Hugo de Brito Machado[39] destaca que o IGF ainda não foi instituído por questões de ordem meramente políticas, O referido autor propõe que a falta de regulamentação tem intrínseca relação ao favorecimento pessoal, e que os argumentos contrários a sua regulamentação se mostram inconsistentes por diversos motivos, vejamos:

“Há quem aponte dificuldades técnicas para a tributação das grandes fortunas. Seriam problemáticas a identificação e a avaliação dos bens. O argumento é inconsistente. Os bens que integram as grandes fortunas são os mesmos cuja transmissão de propriedade é tributada. Se a título oneroso, pelo Município. Se a título gratuito, ou em virtude de sucessão por causa da morte, pelo Estado. E ninguém sustentou a inviabilidade do imposto de transmissão causa mortis e doação, de que trata o art. 155, I, nem do imposto de transmissão inter vivos, de que trata o art. 156, II, da CF.

O verdadeiro motivo da não instituição do imposto sobre as grandes fortunas é de ordem política. Os titulares de grandes fortunas, se não estão investidos de poder, possuem inegável influência sobre os que exercem.”

O argumento do referido autor é extremamente consistente, pois apesar das aparentes dificuldades, quais sejam determinar o real papel da lei complementar, assim como definir o que seria uma grande fortuna, os benefícios que a instituição desse imposto para nosso ordenamento jurídico são inúmeros.

Em primeiro lugar, é fato constado que os ricos são menos tributados que os mais pobres. Logo, em virtude desse modelo de tributação extremamente desigual faz-se necessário que o IGF seja regulamentado afim de que sane tais disparidades, apenas o atual modelo de tributação progressiva de renda não é eficaz para angariar os recursos necessários, como principalmente não se mostra como um modelo de tributação justo, em virtude de que no caso do imposto de renda, por exemplo, sua alíquota máxima atual não ultrapassa os 27,5%. Logo, a regulamentação do IGF, dentre outros benefícios, seria um meio extremamente necessário para fazer valer a justiça fiscal através da oneração equitativa dos contribuintes. Amir Khair[40] indica os principais argumentos para justificar o seu apoio à criação do IGF:

Em vez de afugentar, deve atrair mais o capital ao permitir a desoneração do fluxo econômico, gerando maior consumo, produção e lucros. Não teria nenhum conflito com os impostos existentes, pois sua base tributária é o valor total dos bens. Quanto às dificuldades de avaliação dos títulos mobiliários, o registro eletrônico das transações e as posições fornecidas pelos bancos podem resolver o problema. […] A regulamentação do IGF irá diminuir a forte regressividade do sistema tributário, descentralizar mais recursos para Estados e Municípios, desonerar a folha de pagamento das empresas, contribuindo para reduzir a  informalidade e com isso gerar empregos e desenvolvimento.

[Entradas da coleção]
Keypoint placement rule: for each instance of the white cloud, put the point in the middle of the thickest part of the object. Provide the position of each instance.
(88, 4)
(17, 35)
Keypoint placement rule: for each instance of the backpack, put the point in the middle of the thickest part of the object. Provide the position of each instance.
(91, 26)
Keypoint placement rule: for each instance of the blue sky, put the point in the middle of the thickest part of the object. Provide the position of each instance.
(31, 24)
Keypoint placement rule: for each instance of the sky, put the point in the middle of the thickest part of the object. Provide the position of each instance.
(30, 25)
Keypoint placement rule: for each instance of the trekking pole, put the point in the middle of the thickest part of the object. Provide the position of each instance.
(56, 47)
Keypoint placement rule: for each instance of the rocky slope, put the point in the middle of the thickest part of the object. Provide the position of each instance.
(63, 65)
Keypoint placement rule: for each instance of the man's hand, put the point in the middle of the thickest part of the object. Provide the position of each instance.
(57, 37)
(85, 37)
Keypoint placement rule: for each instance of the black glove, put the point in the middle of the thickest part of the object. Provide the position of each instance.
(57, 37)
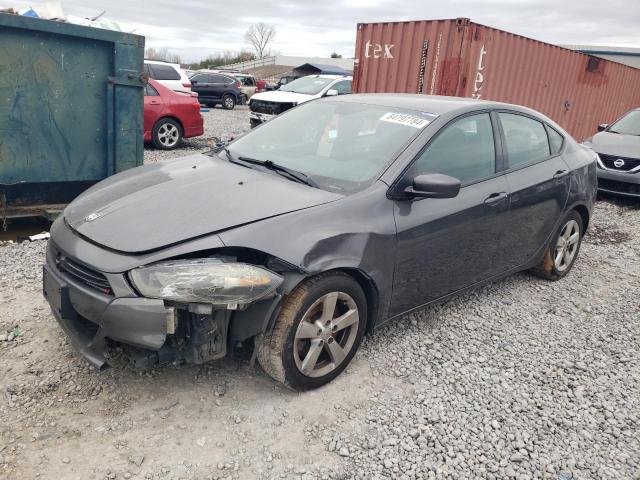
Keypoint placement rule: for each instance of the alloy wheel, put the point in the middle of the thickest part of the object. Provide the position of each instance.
(326, 334)
(567, 245)
(168, 135)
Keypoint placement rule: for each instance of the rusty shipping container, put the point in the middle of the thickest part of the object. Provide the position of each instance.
(465, 59)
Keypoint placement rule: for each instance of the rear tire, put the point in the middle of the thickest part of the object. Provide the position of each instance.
(316, 334)
(228, 102)
(166, 134)
(563, 250)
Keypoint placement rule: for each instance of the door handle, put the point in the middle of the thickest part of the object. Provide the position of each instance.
(495, 198)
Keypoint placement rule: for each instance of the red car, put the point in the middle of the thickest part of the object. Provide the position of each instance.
(170, 116)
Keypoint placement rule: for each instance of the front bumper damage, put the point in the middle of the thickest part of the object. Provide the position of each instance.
(148, 331)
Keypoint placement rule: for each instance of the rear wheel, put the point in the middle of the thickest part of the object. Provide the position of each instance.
(563, 250)
(228, 102)
(317, 333)
(167, 134)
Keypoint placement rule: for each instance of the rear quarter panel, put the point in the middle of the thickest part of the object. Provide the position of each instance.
(584, 184)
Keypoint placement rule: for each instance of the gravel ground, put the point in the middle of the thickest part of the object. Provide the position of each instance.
(522, 378)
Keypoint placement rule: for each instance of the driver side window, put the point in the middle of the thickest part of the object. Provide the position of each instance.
(464, 150)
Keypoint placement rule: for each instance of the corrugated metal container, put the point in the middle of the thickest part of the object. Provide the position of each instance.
(70, 110)
(465, 59)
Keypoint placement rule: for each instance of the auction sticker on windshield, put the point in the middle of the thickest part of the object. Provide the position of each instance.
(405, 119)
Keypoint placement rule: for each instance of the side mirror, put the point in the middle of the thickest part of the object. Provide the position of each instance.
(433, 185)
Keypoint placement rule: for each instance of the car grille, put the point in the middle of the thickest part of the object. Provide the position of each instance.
(83, 274)
(619, 187)
(270, 108)
(609, 161)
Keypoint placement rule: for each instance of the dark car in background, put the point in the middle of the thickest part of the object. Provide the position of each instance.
(618, 148)
(170, 116)
(217, 89)
(322, 224)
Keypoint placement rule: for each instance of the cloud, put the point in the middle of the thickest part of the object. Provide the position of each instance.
(196, 28)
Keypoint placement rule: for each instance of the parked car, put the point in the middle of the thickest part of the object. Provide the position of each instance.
(248, 86)
(261, 86)
(264, 106)
(315, 228)
(217, 89)
(618, 147)
(168, 74)
(170, 116)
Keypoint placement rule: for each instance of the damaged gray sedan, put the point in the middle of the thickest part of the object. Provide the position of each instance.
(315, 228)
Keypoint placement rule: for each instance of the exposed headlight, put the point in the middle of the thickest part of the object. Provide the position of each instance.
(206, 280)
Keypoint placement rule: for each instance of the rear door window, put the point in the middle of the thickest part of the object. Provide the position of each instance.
(149, 91)
(555, 140)
(164, 72)
(526, 140)
(200, 78)
(464, 150)
(214, 78)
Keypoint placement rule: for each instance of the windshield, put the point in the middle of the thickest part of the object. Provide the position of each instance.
(628, 125)
(340, 146)
(307, 85)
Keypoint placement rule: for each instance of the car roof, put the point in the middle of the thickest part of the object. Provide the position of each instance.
(435, 104)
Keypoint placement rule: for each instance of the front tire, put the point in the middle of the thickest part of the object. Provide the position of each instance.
(317, 332)
(563, 250)
(167, 134)
(228, 102)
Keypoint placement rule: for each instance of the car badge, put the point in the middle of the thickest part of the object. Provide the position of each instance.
(91, 217)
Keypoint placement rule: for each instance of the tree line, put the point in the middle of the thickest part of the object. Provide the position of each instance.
(259, 36)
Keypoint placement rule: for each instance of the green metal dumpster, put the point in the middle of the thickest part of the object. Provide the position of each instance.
(71, 111)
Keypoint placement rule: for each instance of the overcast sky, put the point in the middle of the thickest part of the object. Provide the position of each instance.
(195, 28)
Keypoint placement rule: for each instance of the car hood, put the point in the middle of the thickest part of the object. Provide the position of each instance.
(616, 144)
(279, 96)
(157, 205)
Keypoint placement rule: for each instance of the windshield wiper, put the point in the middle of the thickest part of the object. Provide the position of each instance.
(268, 164)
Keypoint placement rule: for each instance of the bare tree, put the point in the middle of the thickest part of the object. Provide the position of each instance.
(259, 36)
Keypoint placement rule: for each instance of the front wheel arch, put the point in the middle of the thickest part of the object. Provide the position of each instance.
(367, 284)
(584, 214)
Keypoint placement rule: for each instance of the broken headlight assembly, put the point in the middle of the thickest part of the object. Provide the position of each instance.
(206, 280)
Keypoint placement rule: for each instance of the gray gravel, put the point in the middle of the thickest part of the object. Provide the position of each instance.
(218, 123)
(521, 378)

• _O QUE FAZER_
Redija a continuação do trecho sobre o imposto sobre grandes fortunas, partindo da última frase apresentada.

• _RESPOSTA À TAREFA_
Importante ressaltar que, o argumento que estabelece que a inserção do IGF configuraria dupla tributação sobre a renda, estaria excluído, pois tal imposto visa tributar grandes fortunas, algo extraordinário e incomum, que em nada se equivale com a renda que é fato comum, ordinário, o caráter do IGF é de ser um imposto complementar. Corroborando para esse entendimento o Sindfisco[41] Nacional após um série de estudos realizados emitiu relatório no ano de 2010 e assim opinou sobre o tema:

(...) A análise das propostas legislativas sobre o imposto mostrou que este problema é facilmente evitado excetuando-se do valor a pagar do IGF o valor efetivamente pago de tributos como o ITR, ITBI, ITCMD, IPTU e IPVA, incidentes sobre bens constantes na declaração de rendimentos.

O planejamento tributário é praticado em todos os sistemas tributários do mundo. O Brasil não é exceção e nem o IGF o será. Não se deve temer o planejamento, nem tampouco utilizá-lo como argumento contra a justiça tributária. Deve-se, sim, enfrentá-lo de maneira adequada, produzindo legislações modernas, claras, objetivas e ágeis, com reduzidas lacunas e menores possibilidades de elisões e sonegações. Evitar-se-ia, desta maneira, um dos maiores problemas inerentes ao planejamento tributário, qual seja, o uso abusivo de contestações administrativas e judiciais que sobrecarregam o fisco e o poder judiciário, contribuindo para a redução da sua eficiência. A arrecadação, do IGF e dos demais tributos ganharia, assim, contornos de verdadeira efetividade.

Henry Tilbury[42], de igual modo constata que o IGF é por si só, o melhor instrumento de efetivação de controle da administração tributária, que se daria a partir da distribuição de riqueza, segue a opinião, in verbis:

A redistribuição da riqueza seria outro efeito benéfico do IGF, que funcionaria também como instrumento de controle da administração tributária, mediante o cruzamento de dados com base nas declarações da renda auferida, dos bens para o IR ou o IGF e das parcelas do patrimônio consideradas para tributações específicas. Haveria, assim, menor possibilidade de evasão de diversos tributos.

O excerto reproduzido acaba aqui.